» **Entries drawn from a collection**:
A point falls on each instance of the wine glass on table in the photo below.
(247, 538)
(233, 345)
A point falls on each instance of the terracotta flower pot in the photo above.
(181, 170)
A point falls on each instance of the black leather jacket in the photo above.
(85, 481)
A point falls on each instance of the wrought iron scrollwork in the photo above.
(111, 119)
* * *
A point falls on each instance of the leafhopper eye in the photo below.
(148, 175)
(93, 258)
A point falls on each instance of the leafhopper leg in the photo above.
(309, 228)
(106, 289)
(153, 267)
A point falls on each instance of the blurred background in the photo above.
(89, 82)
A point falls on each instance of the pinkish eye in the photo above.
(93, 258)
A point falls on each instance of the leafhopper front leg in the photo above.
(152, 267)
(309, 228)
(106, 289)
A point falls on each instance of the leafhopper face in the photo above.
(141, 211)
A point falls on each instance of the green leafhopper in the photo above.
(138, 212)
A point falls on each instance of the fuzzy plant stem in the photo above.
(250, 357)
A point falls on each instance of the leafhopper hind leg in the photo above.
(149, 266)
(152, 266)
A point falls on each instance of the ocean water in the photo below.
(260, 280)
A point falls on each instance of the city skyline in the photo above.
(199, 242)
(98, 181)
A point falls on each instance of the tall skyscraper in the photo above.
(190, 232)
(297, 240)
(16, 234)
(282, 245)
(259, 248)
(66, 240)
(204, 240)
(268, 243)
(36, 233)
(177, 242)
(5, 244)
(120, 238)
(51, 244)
...
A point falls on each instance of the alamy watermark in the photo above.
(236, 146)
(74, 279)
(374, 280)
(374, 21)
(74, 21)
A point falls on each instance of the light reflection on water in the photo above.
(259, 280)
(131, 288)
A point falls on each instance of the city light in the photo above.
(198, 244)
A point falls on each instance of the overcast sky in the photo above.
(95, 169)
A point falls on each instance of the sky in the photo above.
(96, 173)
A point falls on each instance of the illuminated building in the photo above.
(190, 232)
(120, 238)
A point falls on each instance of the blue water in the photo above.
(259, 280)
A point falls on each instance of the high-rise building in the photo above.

» **Instruction**:
Can you pull out every line of the listing above that contains the string "light"? Case counts.

» **Response to the task**:
A point falls on each instance of the light reflection on water in the photo above.
A point falls on each instance of the city light in the photo above.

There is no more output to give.